WORK INSTRUCTIONS
Produce an exact transcription of the listing below, omitting the pictures.
======== DATASET CONTENT
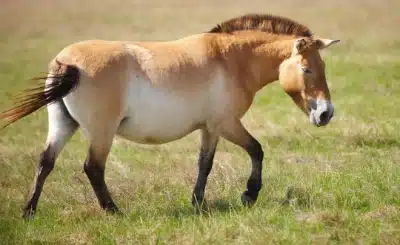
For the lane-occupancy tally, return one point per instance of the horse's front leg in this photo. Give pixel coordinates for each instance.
(235, 132)
(209, 142)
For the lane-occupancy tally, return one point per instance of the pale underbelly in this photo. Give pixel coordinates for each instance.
(156, 131)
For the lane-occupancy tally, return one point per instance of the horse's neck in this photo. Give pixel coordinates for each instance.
(257, 58)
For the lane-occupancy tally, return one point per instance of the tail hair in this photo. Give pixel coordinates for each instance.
(64, 81)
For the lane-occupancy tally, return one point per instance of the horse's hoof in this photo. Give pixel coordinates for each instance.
(28, 214)
(248, 200)
(198, 201)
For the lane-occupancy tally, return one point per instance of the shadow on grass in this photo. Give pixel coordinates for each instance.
(206, 209)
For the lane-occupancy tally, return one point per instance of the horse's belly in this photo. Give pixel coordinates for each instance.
(156, 116)
(153, 128)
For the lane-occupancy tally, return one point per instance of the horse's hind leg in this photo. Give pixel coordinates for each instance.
(100, 145)
(61, 127)
(209, 142)
(237, 134)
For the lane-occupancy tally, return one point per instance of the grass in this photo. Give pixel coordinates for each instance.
================
RESULT BELOW
For the lane-occupancy tally, return one point per instance of the horse's front leg in this photo. Give pixel coordinates for each instance.
(235, 132)
(209, 142)
For the lane-occupancy tally, return one point per instance of the pale underbelly in this photo. Give pixel coordinates for each instance.
(156, 131)
For the lane-occupancy tally, return one point per instance of the horse's neck in this photo. Give pixel coordinates for each instance.
(257, 58)
For the lane-occupancy tally, return one point per instance of the tail hair in this photo. Give pixel coordinates for each instance.
(64, 81)
For the lane-occupancy tally, return one point per instance of the horse's hoof in this photo. Give pixel coordinates for each instance.
(28, 214)
(248, 200)
(198, 201)
For the lane-occupancy tally, return one point per instance of the shadow on grass in this photo. Give pixel coordinates for each instance.
(206, 209)
For the lane-occupancy tally, return one point per instance of the horse's belly in this photo. Give pixel coordinates for each instance.
(156, 116)
(153, 128)
For the lane-occupancy tally, return one point per instance of the horse's hind leg in this photo. Give pixel coordinates for each instance.
(100, 145)
(61, 127)
(209, 142)
(237, 134)
For the lane-occupancy tally, return one point per instance of the grass in this photo. Give pixel coordinates for each instance.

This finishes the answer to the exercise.